#### [Exercise brief]
Convert the records as a JSON list of strings, one string per line with blank lines omitted, starting with the line that contains "of the eyeglasses?" and going on through the end of the records.

#### [Records supplied]

+ + + + + + +

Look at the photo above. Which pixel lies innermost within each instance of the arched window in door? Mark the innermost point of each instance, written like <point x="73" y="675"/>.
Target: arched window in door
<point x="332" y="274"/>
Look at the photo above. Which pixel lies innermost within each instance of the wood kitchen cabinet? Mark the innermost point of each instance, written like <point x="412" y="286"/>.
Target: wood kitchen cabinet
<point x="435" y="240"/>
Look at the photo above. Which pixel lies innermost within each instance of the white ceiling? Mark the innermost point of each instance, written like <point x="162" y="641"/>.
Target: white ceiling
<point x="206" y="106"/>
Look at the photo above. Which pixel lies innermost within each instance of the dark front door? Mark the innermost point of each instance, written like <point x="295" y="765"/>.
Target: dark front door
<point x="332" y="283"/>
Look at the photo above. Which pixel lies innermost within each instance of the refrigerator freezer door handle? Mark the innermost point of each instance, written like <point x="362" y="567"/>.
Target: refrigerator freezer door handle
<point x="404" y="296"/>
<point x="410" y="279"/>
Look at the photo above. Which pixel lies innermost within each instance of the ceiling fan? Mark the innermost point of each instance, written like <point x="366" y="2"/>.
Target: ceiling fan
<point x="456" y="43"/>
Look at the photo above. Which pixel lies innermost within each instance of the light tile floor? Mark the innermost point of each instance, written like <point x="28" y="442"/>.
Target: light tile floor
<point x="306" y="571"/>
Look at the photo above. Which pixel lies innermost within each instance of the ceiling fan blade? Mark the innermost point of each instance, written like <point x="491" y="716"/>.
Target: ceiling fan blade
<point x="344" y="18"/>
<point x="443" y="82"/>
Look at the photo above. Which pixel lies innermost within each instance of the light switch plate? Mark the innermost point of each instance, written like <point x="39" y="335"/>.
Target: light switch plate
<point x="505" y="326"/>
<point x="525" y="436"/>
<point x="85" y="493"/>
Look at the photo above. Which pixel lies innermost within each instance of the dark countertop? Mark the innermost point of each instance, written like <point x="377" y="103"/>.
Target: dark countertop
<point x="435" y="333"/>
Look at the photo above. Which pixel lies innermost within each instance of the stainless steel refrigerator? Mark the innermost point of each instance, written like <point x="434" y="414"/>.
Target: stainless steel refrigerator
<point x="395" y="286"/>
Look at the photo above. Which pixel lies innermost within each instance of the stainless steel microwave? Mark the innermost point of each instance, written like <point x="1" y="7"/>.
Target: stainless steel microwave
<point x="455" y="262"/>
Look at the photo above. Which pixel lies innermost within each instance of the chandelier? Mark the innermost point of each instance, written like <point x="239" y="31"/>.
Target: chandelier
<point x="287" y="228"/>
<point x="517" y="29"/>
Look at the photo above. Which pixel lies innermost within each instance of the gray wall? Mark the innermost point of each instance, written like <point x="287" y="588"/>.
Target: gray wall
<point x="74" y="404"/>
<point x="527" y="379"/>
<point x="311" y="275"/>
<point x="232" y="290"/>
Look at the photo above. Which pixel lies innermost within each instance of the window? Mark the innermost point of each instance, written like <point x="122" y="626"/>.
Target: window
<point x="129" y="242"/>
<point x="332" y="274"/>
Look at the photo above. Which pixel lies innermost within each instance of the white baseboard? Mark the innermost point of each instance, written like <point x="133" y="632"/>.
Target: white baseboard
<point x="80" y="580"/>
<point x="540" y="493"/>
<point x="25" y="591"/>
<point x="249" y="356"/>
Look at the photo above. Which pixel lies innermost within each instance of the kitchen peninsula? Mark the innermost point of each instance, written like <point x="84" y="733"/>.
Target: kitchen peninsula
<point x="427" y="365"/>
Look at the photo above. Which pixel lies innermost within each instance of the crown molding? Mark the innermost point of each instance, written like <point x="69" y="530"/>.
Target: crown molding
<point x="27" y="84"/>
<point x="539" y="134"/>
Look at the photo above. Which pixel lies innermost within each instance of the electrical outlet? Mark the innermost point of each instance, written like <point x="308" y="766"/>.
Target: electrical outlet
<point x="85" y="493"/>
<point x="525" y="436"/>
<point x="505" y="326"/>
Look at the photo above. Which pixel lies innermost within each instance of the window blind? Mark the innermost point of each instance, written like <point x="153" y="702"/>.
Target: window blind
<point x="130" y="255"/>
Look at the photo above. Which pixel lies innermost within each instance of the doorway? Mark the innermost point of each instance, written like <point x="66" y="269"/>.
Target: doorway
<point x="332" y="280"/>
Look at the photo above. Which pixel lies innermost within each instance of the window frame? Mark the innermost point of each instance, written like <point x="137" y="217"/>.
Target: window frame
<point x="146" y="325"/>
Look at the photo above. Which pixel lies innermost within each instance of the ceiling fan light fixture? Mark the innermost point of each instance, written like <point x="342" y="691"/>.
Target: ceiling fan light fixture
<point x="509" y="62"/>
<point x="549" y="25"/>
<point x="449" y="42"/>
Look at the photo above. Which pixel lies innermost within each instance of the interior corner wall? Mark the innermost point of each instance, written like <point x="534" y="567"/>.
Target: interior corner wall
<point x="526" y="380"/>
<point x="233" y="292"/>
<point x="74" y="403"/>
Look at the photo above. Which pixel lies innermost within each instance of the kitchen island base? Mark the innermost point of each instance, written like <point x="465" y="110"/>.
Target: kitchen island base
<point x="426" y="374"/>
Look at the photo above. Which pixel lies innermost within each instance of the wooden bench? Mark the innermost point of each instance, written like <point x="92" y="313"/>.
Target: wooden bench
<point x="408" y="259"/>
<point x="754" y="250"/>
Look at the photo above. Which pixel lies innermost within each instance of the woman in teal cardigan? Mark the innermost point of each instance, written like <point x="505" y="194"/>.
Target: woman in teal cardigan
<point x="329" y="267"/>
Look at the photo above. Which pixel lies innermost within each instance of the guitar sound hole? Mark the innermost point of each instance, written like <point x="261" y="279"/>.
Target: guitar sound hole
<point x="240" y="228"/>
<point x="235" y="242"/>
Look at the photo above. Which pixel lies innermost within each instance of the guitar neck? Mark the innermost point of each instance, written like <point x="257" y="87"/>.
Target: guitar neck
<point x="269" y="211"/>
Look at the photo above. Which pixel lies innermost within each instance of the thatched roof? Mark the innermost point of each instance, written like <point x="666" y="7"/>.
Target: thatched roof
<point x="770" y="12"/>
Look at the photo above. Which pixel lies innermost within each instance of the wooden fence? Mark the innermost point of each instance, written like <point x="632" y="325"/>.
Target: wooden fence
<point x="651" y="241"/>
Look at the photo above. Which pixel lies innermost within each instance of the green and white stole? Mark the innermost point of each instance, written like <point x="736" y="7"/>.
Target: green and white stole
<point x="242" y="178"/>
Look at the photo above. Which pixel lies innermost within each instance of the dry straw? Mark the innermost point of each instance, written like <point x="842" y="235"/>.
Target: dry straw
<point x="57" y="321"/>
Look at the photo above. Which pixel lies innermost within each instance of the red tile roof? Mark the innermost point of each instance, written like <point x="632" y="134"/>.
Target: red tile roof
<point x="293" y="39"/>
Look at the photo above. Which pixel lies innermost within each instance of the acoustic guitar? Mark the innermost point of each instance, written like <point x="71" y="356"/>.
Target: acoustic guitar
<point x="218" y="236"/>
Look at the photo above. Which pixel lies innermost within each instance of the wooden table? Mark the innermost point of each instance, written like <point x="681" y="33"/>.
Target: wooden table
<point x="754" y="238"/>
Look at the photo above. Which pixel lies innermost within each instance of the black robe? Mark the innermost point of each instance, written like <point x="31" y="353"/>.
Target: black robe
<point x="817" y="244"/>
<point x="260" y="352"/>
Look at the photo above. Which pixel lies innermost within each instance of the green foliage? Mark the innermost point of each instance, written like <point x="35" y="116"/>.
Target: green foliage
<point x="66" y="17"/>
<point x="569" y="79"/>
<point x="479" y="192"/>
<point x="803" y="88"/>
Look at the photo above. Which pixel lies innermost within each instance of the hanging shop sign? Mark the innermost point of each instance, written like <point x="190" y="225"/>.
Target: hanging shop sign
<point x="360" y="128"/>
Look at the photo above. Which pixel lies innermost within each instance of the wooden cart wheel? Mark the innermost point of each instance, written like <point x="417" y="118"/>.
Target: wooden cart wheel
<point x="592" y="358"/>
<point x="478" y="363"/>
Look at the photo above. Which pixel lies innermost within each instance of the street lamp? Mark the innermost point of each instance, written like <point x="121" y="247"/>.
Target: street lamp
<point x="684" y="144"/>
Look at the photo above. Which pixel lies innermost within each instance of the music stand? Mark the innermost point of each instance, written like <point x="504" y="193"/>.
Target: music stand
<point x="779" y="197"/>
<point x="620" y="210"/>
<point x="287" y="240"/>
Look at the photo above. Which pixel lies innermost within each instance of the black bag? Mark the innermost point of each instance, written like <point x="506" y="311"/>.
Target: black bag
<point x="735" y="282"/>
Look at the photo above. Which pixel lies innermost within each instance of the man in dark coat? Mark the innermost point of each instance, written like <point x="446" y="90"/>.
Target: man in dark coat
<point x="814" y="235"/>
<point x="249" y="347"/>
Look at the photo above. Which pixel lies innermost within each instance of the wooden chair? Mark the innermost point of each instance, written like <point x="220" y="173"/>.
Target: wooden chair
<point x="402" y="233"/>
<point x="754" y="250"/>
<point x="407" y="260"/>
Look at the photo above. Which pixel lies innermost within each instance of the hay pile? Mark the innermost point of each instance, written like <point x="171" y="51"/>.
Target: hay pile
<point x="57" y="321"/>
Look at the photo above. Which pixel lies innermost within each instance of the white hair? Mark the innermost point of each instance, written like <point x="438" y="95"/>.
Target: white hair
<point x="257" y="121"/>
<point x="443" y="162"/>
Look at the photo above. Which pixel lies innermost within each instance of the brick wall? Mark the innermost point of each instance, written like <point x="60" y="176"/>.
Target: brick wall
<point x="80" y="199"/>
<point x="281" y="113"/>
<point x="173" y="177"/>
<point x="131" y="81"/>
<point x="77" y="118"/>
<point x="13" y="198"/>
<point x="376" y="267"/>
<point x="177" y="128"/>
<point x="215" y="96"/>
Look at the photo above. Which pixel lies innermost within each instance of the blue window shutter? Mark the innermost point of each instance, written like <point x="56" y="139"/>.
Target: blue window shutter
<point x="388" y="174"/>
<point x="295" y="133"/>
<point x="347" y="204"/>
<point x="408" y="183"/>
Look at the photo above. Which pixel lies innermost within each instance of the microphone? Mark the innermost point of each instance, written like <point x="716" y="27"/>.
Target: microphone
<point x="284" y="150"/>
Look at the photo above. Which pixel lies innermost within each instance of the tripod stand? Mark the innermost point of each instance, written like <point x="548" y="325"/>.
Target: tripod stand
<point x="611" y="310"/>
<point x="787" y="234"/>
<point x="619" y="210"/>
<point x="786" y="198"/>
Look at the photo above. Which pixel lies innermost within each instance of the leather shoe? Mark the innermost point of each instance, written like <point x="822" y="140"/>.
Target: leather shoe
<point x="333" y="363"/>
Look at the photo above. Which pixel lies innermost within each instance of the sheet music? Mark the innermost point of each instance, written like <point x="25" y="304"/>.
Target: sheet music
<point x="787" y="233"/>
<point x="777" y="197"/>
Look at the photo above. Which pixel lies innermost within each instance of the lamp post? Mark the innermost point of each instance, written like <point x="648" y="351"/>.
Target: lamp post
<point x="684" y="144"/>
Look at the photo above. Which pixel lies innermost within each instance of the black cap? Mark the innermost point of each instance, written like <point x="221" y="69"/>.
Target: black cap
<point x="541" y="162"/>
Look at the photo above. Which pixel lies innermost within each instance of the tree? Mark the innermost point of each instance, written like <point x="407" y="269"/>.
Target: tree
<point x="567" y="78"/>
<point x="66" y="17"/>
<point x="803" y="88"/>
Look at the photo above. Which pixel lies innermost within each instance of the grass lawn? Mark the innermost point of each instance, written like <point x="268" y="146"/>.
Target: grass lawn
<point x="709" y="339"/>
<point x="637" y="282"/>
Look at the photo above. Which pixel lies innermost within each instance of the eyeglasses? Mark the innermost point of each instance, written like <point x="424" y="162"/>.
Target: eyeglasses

+ + + + + + +

#### [Task output]
[
  "Look at the photo above. Which pixel lies innermost within each instance of the eyeglasses? Mark the innermost point of each instance, written like <point x=\"424\" y=\"162\"/>.",
  "Target: eyeglasses"
]